■ Metin bölümü ■
>>>>>
AYM’den kritik ‘işkence’ kararı: Ulus tehlikede bile olsa ‘işkence’ yapılamaz

Anayasa Mahkemesi, 15 Temmuz sonrası rutin bir uygulama haline gelen işkence iddialarıyla ilgili kritik bir karara imza attı. Mahkeme, Antalya’da gözaltına alınan ve işkence nedeniyle hastaneye kaldırılarak bağırsağından ameliyat olmak zorunda kalan öğretmenin şikayeti üzerine başlatılan ve takipsizlikle sonuçlanan soruşturmanın ‘hak ihlali’ oluşturduğuna karar verdi. Kararda, “Kötü muamele yasağı mutlak bir yasak olup ulusun varlığını tehdit eden genel bir tehlike durumunda bile askıya alınamamaktadır. Terör ve örgütlü suçlarla mücadele gibi en zor koşullarda bile kötü muamele kesin olarak yasaklanmıştır.” denildi.

Savcılığın, Adli Tıp raporuna rağmen polisin, ‘merdivenden düştü’ tespitini esas alarak takipsizlik vermesini ihlal nedeni saydı. AYM kararına göre soruşturma yeniden başlatılacak ve öğretmene 40 bin lira tazminat ödenecek.
<<<<<
Kayıtlı öğeler:
>>>>>
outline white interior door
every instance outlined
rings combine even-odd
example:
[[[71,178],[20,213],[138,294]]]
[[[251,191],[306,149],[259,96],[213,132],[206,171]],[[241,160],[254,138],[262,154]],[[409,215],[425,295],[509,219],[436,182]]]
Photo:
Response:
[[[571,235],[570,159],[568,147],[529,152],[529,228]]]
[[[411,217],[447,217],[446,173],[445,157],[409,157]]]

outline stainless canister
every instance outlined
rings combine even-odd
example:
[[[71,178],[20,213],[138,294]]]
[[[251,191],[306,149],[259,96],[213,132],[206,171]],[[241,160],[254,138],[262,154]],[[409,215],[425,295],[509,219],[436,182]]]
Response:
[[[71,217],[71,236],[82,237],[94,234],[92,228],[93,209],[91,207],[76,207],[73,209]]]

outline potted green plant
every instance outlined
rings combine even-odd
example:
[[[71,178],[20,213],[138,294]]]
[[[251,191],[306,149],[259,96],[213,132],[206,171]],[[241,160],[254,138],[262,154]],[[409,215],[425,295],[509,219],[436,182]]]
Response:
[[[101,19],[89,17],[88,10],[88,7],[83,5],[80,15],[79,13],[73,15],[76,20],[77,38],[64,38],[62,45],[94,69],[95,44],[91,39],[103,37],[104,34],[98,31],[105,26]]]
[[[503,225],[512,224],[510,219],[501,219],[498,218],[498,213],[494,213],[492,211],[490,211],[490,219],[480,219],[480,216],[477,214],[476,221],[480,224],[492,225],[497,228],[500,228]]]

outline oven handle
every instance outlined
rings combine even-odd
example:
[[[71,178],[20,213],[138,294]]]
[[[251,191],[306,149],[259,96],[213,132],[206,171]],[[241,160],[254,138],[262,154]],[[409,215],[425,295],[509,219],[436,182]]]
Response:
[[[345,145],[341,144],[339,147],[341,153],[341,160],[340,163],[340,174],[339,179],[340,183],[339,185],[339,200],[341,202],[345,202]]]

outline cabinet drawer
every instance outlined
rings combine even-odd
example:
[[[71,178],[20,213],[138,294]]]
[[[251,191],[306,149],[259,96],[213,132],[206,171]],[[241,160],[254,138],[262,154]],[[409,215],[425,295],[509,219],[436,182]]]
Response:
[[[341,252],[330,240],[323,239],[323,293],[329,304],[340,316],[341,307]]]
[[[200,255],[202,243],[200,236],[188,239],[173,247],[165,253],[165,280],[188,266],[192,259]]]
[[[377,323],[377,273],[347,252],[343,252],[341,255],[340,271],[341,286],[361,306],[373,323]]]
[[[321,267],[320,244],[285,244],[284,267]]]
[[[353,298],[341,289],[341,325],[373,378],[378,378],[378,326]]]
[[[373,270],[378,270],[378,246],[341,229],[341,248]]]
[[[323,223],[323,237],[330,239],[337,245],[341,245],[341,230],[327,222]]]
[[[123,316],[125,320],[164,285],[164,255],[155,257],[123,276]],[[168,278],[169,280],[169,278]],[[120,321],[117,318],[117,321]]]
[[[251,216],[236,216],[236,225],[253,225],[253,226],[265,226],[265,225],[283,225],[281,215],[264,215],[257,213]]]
<<<<<
■ Yazılı görev 1 ■
Anayasa Mahkemesinin işkence kararını anlatan habere göre aşağıdaki ifadelerin her biri için evet ya da hayır deyin ve hükmü belirleyen sözleri haberden tırnak içinde aktarın. (a) Öğretmene 40 bin lira tazminat ödenecektir. (b) Mahkemeye göre kötü muamele yasağı, ulusun varlığını tehdit eden genel bir tehlike durumunda askıya alınabilir. (c) Öğretmen İstanbul'da gözaltına alınmıştır.
■ Yazılı görev 2 ■
Anayasa Mahkemesinin işkence kararıyla ilgili haberi son cümlesinden sonra sürdürün.

■ Alıştırma sonucu 1 ■
(a) Evet: "öğretmene 40 bin lira tazminat ödenecek"
(b) Hayır: "ulusun varlığını tehdit eden genel bir tehlike durumunda bile askıya alınamamaktadır"
(c) Hayır: "Antalya’da gözaltına alınan"

■ Alıştırma sonucu 2 ■
Anayasa Mahkemesi İkinci Bölüm tarafından oybirliği ile alınan karar, darbe girişimi sonrasında, 27 Temmuz 2016’da gözaltına alınan öğretmen Eyüp Birinci’nin başvurusu üzerine verildi.

Karara göre, Eyüp Birinci’nin eşi, gözaltı sırasında savcılığa başvurarak eşinden haber alamadığını, sağlıklı halde emniyete götürülen eşinin hastaneye kaldırıldığını duyduğunu belirterek şikayetçi oldu. Ancak daha sonra Birinci’nin eşi, kızı, kayınpederi, eşinin kardeşleri de gözaltına alındı. Hastaneden çıktıktan sonra şikayette bulunmayan, hakimlikte işkence gördüğünü söylemeyen Birinci, tutuklandıktan sonra suç duyurusunda bulundu.

İŞKENCE SONRASI YOĞUN BAKIMA KALDIRILDI

Gözaltında olduğu sırada beş kez doktor muayenesinden geçirilen Birinci için, vücudundaki ağır darp izlerine rağmen, ‘darp ve cebir izi yoktur’ raporu verildi. Ancak sonraki iki muayeneye gelen doktorlar, Birinci’nin vücudundaki işkence izlerini tespit etti ve karın ağrısı şikayeti nedeniyle hastaneye sevkine karar verdi. Hastaneye sevk edilen Birinci’nin kalın bağırsağının yırtıldığı saptandı. Ameliyata alınan Birinci, günlerce yoğun bakımda kaldıktan sonra hayata dönebildi.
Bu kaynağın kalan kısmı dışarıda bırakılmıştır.